WHAT YOU HAVE TO DO: Look in the data below for the line that contains "Tag a single point on each instance of the weight". Copy that line and the remaining lines exactly.

EXERCISE INPUT:
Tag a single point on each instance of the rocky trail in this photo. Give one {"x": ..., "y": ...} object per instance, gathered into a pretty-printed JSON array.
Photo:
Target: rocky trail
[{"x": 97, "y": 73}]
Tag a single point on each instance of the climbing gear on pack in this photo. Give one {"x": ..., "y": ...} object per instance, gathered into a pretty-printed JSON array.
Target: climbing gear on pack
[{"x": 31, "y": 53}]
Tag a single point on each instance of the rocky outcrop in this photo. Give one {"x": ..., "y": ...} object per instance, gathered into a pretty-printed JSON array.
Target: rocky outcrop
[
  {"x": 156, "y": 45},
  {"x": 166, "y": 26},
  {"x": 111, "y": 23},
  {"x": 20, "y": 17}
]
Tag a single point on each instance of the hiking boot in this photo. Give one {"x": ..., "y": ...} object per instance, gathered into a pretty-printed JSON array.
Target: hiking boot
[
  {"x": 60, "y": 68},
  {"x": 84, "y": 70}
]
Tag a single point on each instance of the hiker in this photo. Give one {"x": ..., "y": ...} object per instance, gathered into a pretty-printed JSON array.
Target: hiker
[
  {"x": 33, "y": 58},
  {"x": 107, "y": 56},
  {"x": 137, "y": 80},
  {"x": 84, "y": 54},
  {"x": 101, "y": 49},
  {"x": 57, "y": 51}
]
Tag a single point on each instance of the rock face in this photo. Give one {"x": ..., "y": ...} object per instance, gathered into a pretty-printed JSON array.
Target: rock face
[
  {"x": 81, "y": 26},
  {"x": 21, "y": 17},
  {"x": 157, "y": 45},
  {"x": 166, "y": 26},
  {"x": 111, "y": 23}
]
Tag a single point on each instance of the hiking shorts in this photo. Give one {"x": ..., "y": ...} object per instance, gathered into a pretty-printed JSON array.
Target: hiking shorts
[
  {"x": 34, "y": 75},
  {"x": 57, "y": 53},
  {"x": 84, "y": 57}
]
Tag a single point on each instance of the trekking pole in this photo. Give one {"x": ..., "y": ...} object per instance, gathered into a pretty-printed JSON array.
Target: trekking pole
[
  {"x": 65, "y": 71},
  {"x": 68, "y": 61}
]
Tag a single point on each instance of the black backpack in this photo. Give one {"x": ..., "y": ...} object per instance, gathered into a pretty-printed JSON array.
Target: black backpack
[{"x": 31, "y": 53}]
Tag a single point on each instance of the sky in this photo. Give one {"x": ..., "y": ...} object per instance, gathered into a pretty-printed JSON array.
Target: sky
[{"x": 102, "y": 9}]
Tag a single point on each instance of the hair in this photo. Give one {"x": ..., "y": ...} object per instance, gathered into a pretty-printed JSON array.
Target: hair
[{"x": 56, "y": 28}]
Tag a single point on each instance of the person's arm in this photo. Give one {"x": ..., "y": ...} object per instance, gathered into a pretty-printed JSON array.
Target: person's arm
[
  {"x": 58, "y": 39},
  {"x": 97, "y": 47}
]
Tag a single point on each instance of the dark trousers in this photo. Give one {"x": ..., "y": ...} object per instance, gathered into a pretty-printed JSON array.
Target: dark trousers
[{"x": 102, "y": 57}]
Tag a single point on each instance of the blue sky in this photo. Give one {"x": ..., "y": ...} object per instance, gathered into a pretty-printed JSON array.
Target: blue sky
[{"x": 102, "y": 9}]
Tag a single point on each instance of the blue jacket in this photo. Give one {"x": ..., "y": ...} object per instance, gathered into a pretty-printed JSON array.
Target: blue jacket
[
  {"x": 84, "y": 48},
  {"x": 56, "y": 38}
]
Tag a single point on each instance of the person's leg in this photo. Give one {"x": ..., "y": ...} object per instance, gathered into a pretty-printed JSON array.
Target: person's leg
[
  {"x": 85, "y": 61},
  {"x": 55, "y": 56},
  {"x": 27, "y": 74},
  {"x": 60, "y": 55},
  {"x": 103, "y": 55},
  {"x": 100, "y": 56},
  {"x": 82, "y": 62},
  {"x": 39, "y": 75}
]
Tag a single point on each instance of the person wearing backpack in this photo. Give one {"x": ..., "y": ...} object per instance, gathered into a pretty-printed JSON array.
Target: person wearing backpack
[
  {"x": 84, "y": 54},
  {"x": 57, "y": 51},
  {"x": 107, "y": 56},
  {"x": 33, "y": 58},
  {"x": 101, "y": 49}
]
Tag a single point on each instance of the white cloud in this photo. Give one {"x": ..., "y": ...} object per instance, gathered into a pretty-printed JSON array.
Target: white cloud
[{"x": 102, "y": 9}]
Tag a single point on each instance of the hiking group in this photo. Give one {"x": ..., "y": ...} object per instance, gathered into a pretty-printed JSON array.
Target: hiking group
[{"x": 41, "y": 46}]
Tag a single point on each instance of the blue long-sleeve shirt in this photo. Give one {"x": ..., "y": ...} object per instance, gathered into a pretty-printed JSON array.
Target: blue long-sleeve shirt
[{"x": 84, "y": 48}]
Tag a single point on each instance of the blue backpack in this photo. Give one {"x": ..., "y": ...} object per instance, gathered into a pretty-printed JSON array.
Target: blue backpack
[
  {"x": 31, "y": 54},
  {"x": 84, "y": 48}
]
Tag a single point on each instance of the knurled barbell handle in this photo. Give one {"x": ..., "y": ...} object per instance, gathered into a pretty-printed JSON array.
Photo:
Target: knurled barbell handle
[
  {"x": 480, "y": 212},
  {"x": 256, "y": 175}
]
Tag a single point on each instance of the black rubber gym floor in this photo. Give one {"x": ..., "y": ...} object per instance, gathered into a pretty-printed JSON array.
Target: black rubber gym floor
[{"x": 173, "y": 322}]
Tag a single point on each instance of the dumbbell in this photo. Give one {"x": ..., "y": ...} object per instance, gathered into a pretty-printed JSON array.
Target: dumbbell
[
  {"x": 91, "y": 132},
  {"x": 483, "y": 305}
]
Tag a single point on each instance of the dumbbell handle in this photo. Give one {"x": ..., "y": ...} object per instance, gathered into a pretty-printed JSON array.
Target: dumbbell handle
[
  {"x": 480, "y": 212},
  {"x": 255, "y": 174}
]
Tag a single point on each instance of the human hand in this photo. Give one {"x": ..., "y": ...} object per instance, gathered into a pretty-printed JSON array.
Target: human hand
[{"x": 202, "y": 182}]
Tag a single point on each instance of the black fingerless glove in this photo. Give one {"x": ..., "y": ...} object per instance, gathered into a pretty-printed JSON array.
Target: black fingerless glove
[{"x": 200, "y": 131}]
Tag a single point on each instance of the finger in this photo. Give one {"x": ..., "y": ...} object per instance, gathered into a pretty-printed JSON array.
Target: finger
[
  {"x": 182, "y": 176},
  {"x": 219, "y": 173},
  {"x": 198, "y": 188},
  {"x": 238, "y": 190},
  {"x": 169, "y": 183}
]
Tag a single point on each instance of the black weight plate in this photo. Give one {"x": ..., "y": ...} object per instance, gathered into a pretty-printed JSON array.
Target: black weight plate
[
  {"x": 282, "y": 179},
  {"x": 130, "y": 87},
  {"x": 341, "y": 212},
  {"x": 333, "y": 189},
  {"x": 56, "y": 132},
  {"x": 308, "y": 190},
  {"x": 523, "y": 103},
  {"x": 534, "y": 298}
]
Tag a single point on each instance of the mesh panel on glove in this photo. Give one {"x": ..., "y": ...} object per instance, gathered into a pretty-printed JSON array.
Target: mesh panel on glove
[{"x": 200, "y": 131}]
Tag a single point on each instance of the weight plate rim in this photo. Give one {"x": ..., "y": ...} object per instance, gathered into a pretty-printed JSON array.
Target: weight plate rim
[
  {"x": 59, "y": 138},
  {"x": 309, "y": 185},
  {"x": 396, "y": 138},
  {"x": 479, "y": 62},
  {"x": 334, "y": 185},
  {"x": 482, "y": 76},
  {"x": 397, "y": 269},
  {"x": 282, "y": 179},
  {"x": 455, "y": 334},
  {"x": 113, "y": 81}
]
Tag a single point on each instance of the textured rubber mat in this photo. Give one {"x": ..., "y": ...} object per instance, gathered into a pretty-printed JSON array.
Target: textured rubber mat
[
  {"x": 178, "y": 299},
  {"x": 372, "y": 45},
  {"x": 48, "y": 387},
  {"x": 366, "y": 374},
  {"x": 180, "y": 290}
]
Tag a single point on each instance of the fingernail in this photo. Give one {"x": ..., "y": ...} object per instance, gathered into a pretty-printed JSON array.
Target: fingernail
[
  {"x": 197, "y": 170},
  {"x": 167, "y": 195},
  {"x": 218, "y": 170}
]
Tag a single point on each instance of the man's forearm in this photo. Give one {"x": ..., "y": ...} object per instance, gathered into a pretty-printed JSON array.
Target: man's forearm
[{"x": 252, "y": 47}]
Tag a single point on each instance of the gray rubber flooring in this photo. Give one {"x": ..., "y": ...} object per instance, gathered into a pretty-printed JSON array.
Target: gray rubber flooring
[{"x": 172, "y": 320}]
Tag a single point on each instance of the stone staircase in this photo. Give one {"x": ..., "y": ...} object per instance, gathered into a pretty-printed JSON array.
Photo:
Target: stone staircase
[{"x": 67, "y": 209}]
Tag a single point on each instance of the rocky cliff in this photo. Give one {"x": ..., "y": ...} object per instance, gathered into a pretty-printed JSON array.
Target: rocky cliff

COMPLETE RESPONSE:
Tag a single point on each instance of the weight plate rim in this photo. Give one {"x": ..., "y": ...} object per instance, gathered into a pretty-printed JSON array.
Target: weight plate rim
[
  {"x": 59, "y": 138},
  {"x": 309, "y": 185},
  {"x": 396, "y": 138},
  {"x": 479, "y": 62},
  {"x": 334, "y": 185},
  {"x": 482, "y": 76},
  {"x": 397, "y": 269},
  {"x": 282, "y": 179},
  {"x": 455, "y": 334},
  {"x": 113, "y": 81}
]
Tag a single point on each instance of the textured rubber mat in this photo. Give one {"x": ..., "y": ...} object per instance, gathered into a pretty-printed JSON array.
Target: textured rubber mat
[
  {"x": 178, "y": 299},
  {"x": 372, "y": 45},
  {"x": 48, "y": 387},
  {"x": 366, "y": 374},
  {"x": 180, "y": 290}
]
Tag a single point on each instance of the fingernail in this photo. Give one {"x": ..., "y": ...} object per instance, gathered into a pretty-printed JSON array.
Target: fingernail
[
  {"x": 197, "y": 170},
  {"x": 167, "y": 195},
  {"x": 218, "y": 170}
]
Tag a single point on each instance of the man's forearm in this photo. Give one {"x": ..., "y": ...} object per instance, gathered into a pretty-printed JSON array.
Target: man's forearm
[{"x": 252, "y": 47}]
Tag a single point on each instance of the gray rubber flooring in this photo. Give one {"x": ..., "y": ...} object per instance, gathered into a pretty-printed JSON array.
Target: gray rubber flooring
[{"x": 172, "y": 320}]
Tag a single point on each instance of the stone staircase in this photo. Give one {"x": ..., "y": ...} object per instance, gathered into a pretty-printed JSON array.
Photo:
Target: stone staircase
[{"x": 67, "y": 209}]
Tag a single point on each instance of the rocky cliff in this photo. Give one {"x": ..., "y": ...} object per instance, gathered into a pretty-printed JSON array.
Target: rocky cliff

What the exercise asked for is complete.